* start Text shown *

Incompatibilism is the view that a deterministic universe is completely at odds with the notion that people have a free will; that there is a dichotomy between determinism and free will where philosophers must choose one or the other. This view is pursued in at least three ways: libertarians deny that the universe is deterministic, the hard determinists deny that any free will exists, and pessimistic incompatibilists (hard indeterminists) deny both that the universe is determined and that free will exists. Some of these incompatibilistic views have more trouble than the others in dealing with the standard argument against free will.
Incompatiblism is contrasted with compatibilism, which rejects the determinism/free will dichotomy. Compatibilists maintain free will by defining it as more of a 'freedom to act' — a move that has been met with some criticism.

* end Text shown *
* start Data shown *

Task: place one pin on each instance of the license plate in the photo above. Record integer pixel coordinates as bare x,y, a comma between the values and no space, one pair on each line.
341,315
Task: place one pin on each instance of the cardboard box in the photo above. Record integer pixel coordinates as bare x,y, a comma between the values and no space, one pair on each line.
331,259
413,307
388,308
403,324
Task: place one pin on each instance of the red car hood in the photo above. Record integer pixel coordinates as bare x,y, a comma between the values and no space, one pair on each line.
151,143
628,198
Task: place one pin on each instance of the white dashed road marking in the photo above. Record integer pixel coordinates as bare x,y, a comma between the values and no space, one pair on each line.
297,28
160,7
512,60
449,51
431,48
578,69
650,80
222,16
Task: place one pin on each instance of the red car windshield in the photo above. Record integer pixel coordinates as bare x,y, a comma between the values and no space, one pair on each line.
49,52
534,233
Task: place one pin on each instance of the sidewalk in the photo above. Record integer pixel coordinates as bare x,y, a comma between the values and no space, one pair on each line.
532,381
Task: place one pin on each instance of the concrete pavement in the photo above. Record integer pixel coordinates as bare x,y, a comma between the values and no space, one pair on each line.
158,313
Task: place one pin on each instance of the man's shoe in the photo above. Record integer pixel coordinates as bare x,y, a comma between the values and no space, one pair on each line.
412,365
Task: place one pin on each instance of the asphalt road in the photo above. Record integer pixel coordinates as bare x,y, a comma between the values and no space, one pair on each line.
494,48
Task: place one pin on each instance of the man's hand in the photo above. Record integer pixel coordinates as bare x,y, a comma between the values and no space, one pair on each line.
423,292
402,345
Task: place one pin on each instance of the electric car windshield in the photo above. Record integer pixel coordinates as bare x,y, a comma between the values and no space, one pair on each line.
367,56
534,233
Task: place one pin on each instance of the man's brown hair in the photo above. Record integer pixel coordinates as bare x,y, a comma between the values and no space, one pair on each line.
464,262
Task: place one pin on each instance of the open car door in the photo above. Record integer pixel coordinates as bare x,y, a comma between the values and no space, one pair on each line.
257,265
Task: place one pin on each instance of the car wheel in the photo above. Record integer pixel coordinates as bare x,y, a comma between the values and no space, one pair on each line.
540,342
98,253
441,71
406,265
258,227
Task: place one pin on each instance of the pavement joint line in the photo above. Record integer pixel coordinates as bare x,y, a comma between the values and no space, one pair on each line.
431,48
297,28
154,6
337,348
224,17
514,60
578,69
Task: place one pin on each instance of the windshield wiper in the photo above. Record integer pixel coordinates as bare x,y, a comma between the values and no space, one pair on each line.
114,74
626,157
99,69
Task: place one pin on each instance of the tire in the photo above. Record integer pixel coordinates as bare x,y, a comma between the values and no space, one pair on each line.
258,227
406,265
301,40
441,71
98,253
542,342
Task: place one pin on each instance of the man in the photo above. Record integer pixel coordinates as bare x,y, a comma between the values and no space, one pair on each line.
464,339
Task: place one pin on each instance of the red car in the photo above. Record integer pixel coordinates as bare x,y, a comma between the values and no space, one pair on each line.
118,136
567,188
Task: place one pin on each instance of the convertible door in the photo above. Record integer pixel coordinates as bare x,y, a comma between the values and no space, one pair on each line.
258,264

* end Data shown *

--- Things to do ---
• A. Name each group of incompatibilists that the text on incompatibilism identifies.
• B. Retype the incompatibilism text from "Incompatibilism is the" to "with some criticism.", with no change to any word or punctuation mark.

--- Answers ---
• A.
- Libertarians
- Hard determinists
- Pessimistic incompatibilists (hard indeterminists)

• B.
Incompatibilism is the view that a deterministic universe is completely at odds with the notion that people have a free will; that there is a dichotomy between determinism and free will where philosophers must choose one or the other. This view is pursued in at least three ways: libertarians deny that the universe is deterministic, the hard determinists deny that any free will exists, and pessimistic incompatibilists (hard indeterminists) deny both that the universe is determined and that free will exists. Some of these incompatibilistic views have more trouble than the others in dealing with the standard argument against free will.
Incompatiblism is contrasted with compatibilism, which rejects the determinism/free will dichotomy. Compatibilists maintain free will by defining it as more of a 'freedom to act' — a move that has been met with some criticism.